Page text: Begin

Other days: Deformed chicken in 1924 and more


100 years ago

April 22, 1924

HARDY -- Mrs. Elmo Roe of Reyno had a chicken to hatch Monday, which was deformed in a very unusual manner. The chick had four wings and four legs, with each of the extra members located backwards on the body. The regular wings were normal and the extra ones set far back on the body, and were turned, so that if the chicken used them to fly, it would travel tail forward with the head bringing up the rear. One set of legs were normal but the extra pair directly behind them faced the opposite direction so that the chicken could walk backwards without turning.

50 years ago

April 22, 1974

FORT SMITH -- Dr. Betty Uzman of Fort Smith, who recently received one of the highest honors bestowed by the Venezuelan government, has spent a large portion of her life involved in medical research on the nervous system and the cause of cancer. Hesitant to talk of her accomplishments, which fill three pages of typewrite size paper, Dr. Uzman said that the number of years she has spent in a laboratory "seems almost incredible."

Page text: End
Dataset excerpts: Begin

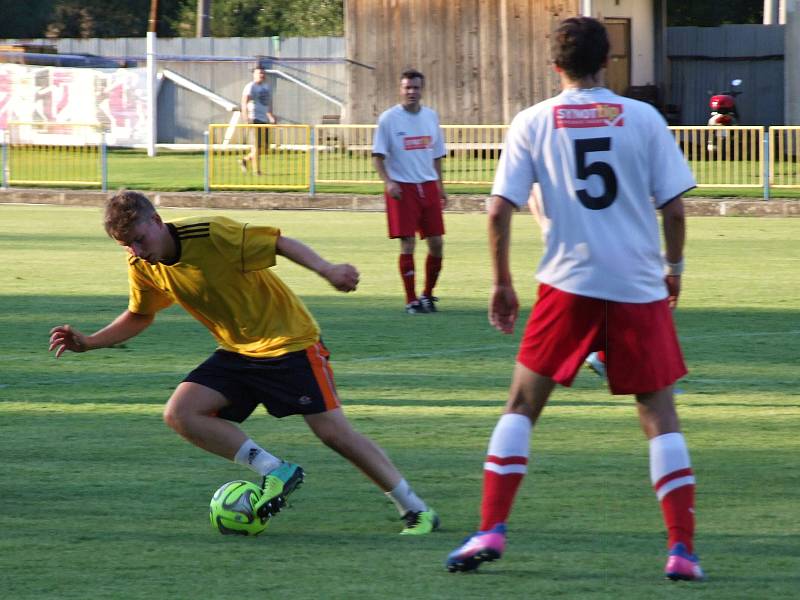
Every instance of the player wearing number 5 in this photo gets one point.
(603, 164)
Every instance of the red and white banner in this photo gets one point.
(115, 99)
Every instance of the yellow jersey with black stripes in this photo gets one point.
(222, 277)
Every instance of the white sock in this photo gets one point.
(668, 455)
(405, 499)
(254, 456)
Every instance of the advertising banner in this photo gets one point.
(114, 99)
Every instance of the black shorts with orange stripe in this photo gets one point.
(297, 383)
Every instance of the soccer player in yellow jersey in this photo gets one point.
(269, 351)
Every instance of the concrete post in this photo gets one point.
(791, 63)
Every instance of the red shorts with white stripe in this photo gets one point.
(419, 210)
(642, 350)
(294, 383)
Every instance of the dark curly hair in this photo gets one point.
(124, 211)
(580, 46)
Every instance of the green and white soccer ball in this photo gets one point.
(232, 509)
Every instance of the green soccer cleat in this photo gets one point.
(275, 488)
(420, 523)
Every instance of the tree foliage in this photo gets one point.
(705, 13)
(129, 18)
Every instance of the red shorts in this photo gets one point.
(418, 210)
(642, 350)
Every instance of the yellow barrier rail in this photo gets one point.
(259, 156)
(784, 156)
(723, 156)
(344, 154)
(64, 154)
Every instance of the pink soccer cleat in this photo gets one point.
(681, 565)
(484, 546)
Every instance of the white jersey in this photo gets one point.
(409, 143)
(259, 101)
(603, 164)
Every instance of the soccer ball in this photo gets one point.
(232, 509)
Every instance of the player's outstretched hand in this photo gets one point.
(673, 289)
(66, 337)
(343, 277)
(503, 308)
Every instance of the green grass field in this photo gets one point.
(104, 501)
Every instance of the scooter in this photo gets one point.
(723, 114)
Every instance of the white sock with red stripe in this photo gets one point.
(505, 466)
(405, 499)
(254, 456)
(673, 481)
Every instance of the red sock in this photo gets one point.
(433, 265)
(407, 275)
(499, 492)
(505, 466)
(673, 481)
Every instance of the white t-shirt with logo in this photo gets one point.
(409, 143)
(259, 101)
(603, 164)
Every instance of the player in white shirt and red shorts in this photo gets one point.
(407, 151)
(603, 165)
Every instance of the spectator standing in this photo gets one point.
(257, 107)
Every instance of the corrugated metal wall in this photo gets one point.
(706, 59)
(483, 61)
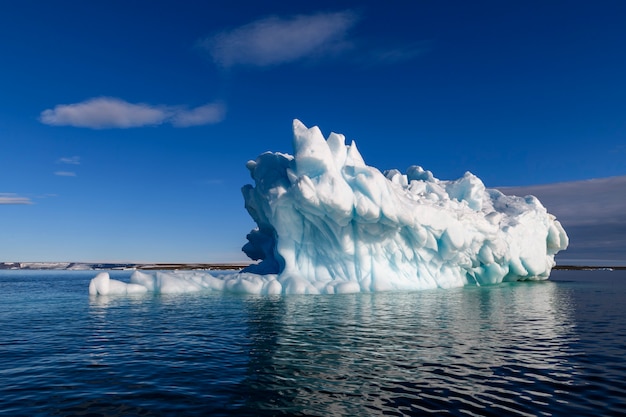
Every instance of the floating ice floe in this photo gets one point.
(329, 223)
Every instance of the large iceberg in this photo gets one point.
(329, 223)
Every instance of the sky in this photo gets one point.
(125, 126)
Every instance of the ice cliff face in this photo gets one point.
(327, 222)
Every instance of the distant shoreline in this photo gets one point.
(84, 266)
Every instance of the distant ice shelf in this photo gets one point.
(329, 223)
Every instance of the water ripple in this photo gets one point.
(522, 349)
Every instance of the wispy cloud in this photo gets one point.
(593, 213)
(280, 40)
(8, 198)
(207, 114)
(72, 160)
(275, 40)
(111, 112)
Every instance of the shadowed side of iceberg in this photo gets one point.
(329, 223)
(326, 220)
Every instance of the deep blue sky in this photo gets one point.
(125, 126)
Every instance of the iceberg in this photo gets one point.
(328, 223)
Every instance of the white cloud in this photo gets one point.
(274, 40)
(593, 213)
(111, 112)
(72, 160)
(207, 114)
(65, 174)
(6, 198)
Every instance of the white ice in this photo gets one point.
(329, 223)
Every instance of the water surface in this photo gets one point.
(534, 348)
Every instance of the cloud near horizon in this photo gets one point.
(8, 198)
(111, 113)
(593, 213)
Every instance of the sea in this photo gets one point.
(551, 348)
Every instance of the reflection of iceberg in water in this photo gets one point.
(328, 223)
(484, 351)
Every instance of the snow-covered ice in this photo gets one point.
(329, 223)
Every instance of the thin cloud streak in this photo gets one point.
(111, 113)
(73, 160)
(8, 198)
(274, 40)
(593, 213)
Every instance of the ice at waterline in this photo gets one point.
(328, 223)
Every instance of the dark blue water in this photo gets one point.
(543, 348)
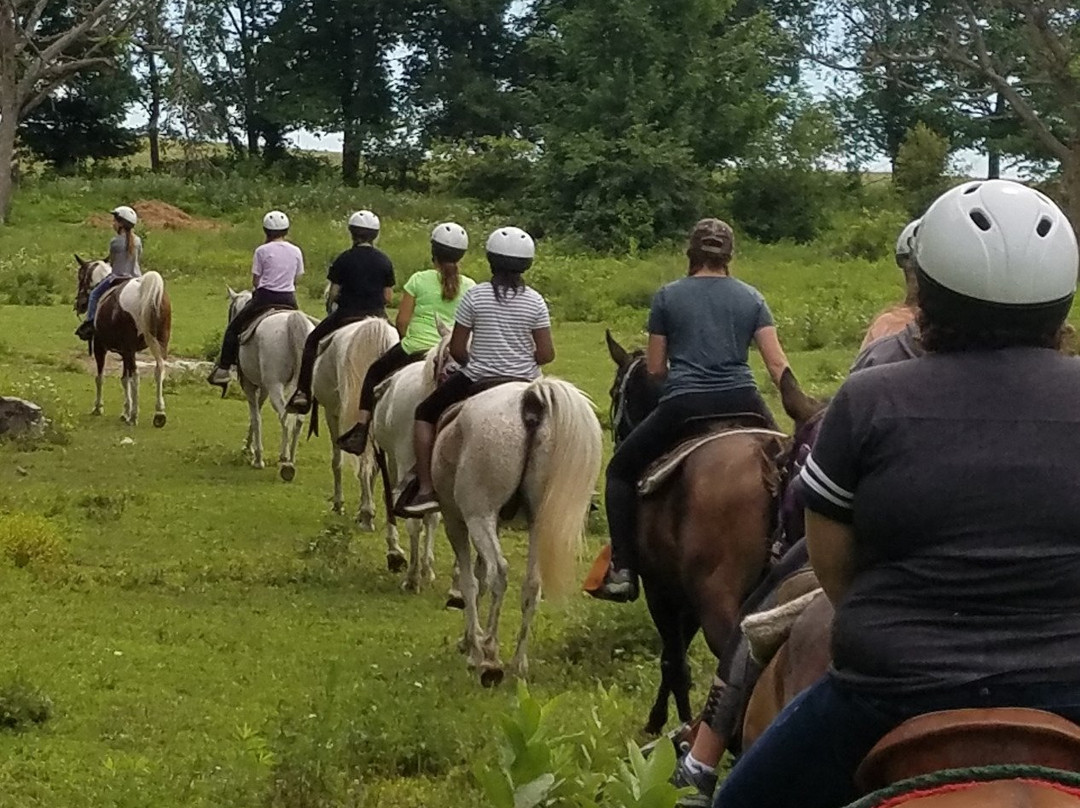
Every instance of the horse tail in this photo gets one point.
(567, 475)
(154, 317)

Dataset excerpts: End
Dataset excerpts: Begin

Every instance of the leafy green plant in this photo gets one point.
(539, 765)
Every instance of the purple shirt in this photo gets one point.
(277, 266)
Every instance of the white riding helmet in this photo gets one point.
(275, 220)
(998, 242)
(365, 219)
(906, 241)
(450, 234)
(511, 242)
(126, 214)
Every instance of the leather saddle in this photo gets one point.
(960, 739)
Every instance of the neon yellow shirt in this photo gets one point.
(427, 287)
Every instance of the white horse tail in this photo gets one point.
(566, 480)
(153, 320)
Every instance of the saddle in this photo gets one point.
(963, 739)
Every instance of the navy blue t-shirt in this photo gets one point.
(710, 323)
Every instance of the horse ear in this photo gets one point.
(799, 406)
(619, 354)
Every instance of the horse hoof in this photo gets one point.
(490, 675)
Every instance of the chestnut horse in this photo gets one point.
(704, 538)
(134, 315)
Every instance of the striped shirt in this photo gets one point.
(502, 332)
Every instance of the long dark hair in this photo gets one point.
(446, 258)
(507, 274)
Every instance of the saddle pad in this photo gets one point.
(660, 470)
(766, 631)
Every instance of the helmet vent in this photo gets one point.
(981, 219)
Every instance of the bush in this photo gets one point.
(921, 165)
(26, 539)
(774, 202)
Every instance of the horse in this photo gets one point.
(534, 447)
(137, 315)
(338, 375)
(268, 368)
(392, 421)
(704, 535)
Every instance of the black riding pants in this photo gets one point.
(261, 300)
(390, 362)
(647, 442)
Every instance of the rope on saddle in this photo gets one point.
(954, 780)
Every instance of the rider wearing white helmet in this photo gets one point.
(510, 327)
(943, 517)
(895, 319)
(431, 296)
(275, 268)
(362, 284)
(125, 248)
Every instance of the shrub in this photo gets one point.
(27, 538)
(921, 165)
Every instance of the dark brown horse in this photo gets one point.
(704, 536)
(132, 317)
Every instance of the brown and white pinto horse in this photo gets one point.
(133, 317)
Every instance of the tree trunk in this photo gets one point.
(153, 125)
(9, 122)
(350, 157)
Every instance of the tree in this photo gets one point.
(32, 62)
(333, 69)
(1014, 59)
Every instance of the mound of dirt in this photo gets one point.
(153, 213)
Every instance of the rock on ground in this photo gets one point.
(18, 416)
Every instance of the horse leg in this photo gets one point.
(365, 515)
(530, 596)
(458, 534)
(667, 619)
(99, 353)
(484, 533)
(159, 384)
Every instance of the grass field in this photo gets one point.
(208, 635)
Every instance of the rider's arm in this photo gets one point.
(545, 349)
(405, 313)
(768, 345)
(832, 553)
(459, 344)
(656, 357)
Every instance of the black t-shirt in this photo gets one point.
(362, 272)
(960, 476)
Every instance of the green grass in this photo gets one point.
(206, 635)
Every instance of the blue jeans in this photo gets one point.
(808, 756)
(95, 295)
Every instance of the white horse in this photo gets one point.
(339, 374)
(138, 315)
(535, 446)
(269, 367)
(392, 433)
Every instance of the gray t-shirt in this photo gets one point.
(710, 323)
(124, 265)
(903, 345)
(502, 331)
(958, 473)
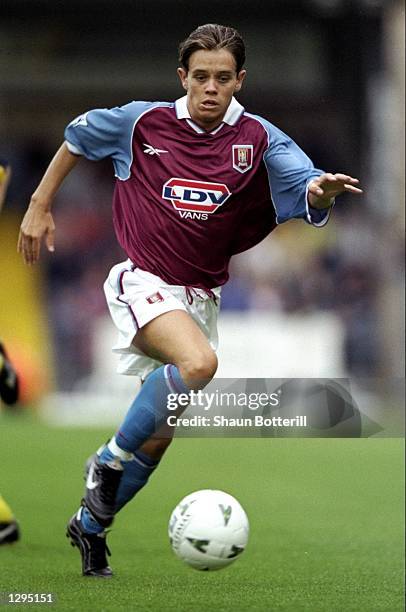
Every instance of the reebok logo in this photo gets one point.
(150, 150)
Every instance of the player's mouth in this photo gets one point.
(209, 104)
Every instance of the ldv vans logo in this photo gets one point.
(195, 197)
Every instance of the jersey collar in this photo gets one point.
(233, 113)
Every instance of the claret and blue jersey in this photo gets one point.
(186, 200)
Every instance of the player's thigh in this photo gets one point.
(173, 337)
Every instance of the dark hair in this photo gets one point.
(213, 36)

Dataset excerpts: End
Dataset excerpts: Begin

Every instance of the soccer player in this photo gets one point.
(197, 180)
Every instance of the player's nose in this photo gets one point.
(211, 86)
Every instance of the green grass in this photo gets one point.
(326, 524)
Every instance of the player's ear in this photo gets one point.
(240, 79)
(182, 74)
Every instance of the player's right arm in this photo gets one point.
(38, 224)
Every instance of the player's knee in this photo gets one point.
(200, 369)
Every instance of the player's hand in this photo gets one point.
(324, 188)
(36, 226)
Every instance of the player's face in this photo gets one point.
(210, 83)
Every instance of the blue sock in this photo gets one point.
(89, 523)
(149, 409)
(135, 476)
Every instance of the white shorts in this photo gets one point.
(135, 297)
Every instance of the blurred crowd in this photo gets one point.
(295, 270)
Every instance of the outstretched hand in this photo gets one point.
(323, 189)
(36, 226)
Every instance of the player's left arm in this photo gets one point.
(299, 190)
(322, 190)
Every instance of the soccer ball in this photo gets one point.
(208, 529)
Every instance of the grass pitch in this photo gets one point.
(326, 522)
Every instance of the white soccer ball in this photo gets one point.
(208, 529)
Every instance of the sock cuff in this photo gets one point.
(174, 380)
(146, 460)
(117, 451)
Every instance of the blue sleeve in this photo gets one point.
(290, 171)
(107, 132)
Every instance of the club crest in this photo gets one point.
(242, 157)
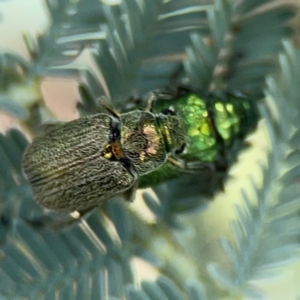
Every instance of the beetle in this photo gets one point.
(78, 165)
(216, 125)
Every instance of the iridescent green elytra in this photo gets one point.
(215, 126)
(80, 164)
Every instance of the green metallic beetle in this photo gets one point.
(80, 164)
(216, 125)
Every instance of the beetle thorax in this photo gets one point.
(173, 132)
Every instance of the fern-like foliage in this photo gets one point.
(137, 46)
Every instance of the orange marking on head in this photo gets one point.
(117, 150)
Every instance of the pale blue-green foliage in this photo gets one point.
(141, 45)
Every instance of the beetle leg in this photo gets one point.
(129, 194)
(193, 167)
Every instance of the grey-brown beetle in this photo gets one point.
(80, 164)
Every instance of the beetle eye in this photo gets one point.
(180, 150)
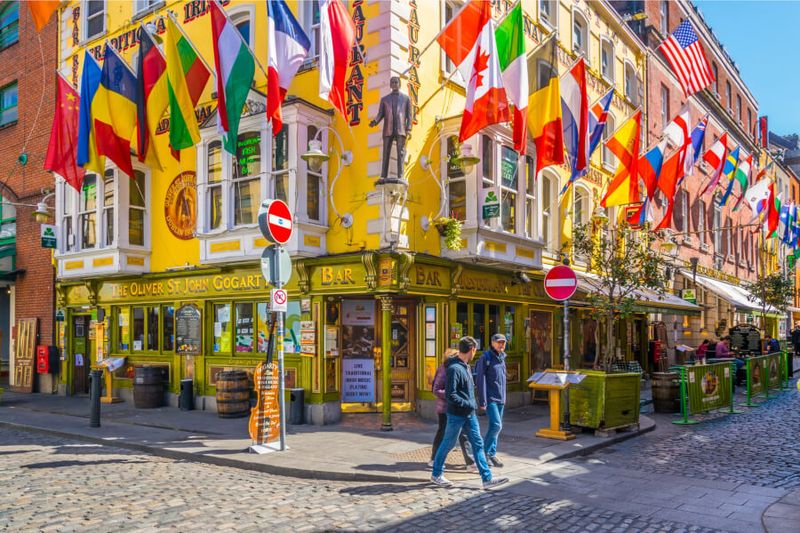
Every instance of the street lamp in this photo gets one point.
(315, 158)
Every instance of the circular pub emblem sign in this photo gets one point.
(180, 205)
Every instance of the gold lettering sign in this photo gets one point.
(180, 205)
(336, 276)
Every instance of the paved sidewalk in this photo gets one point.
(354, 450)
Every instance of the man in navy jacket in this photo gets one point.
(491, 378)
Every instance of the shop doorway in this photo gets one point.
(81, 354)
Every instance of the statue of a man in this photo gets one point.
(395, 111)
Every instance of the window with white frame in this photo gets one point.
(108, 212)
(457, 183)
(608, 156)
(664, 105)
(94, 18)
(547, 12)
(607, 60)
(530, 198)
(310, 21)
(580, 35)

Dataset excerpts: End

* _Problem set_
1. Translate this sentence from the column on the 1924 chick and Dr. Betty Uzman into Spanish: "The chick had four wings and four legs, with each of the extra members located backwards on the body."
2. Extend the column on the 1924 chick and Dr. Betty Uzman, picking up after its final sentence.

* _Per-task answers_
1. El pollito tenía cuatro alas y cuatro patas, y cada uno de los miembros adicionales estaba situado hacia atrás en el cuerpo.

2.
25 years ago

April 22, 1999

Curbside recycling and adopt-a-street programs along with other environmental awareness events are among the activities planned today in support of Earth Day, an annual event celebrated nationally for almost 30 years. Little Rock's curbside recycling program is nearing its third anniversary, and about half of the city's residents are now spending a few minutes each week separating recyclable materials to be set at the curb for the recycling collection. Waste Management of Arkansas, the city's contractor for recycling services, reports that about 450 tons of material are collected each month in the Little Rock curbside program. The program stresses development of sound shipping and recycling habits to contribute to conservation of natural resources through waste reduction.

10 years ago

April 22, 2014

ARKADELPHIA -- Batman goes back to the Batcave, Superman to his Fortress of Solitude, and a comics scholarship finds a haven at Henderson State University in Arkadelphia. Comics are the entire subject of some classes, and several members of the faculty go deeper than Aquaman into the kind of reading that once sold for a dime. "We're becoming more and more a visual culture," says Henderson State professor of communication Randy Duncan. Comics are a way of interpreting visuals -- the picture language of computer icons, for example -- and "express things you couldn't in any other medium," Duncan says. "Also, I think they're worth studying as an art form in their own right." HSU is nestled in a town that could double for Superboy's Smallville, population 10,800. About 3,500 students attend classes on this 124-year-old wooded campus of stately, mansion-like halls of academia.